▶ **Information supplied**
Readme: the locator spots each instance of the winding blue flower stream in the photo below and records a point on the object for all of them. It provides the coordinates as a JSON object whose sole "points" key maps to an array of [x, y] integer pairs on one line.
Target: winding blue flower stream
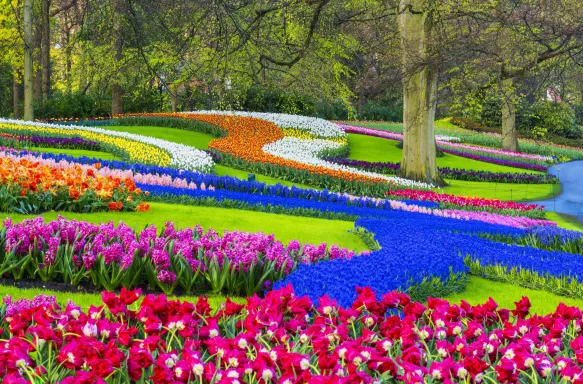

---

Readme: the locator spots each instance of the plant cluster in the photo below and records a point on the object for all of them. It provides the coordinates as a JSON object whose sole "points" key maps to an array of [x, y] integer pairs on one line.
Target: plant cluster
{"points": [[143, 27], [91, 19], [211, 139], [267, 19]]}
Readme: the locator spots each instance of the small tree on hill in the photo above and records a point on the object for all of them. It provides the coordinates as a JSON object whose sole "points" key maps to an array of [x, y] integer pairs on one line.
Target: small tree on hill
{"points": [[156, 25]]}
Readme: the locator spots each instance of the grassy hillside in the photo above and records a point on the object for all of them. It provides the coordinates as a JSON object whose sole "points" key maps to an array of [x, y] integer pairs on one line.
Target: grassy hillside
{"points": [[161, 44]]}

▶ **Directions**
Reproduce the listing above exactly, everything from the line containing "Readme: the locator spots each instance of the winding" down to the line containing "Target: winding blue flower stream", with both of those lines included.

▶ **Output for this task**
Readme: the locator spots each instance of the winding blue flower stream in the photo below and records a point on the object for all of them. It provides the coordinates as a JSON object whose sole "points" key maps to an array of [x, y] integer pairs on one line.
Target: winding blue flower stream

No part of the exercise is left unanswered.